TASK TO CARRY OUT: What is needed is a copy of each line in the listing that contains "Place".

RECORDS FOR THIS TASK:

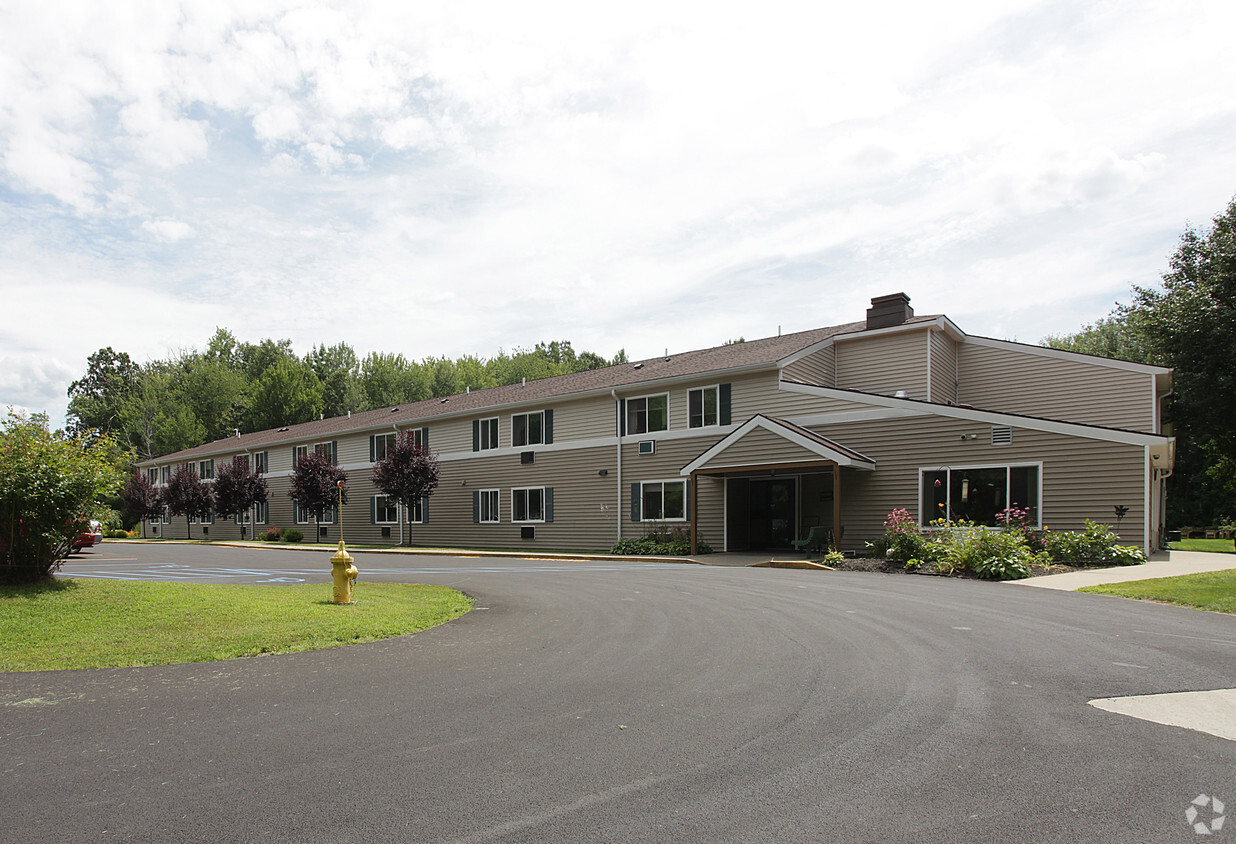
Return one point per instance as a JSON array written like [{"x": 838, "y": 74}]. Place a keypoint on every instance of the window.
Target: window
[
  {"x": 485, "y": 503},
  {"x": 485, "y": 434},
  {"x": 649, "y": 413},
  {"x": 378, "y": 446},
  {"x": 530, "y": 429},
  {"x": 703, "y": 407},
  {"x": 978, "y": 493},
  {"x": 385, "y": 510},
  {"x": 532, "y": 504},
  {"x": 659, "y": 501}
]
---
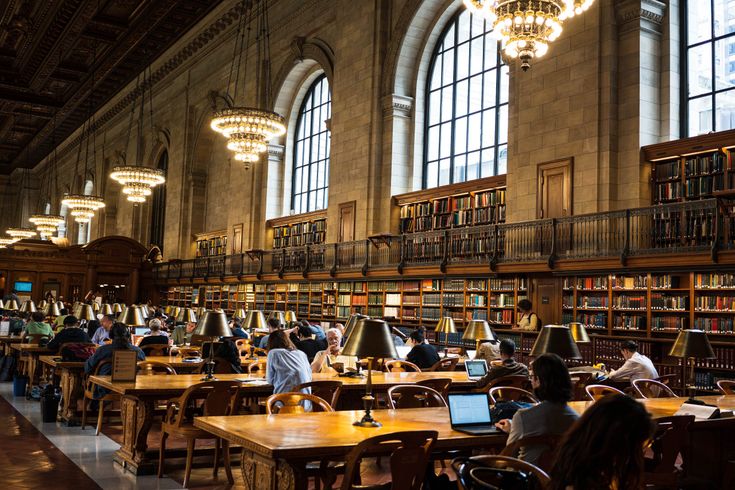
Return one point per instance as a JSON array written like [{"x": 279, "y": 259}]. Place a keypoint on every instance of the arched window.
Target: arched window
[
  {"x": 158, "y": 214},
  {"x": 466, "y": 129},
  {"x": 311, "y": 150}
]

YOUR SOLUTION:
Return one point per instance as a JSON array written like [{"x": 838, "y": 74}]. Place a keypoint on every instance of the window.
Return one point per instance as a JSON array written like [{"x": 279, "y": 259}]. Place a keypoint on every instance of the arched window.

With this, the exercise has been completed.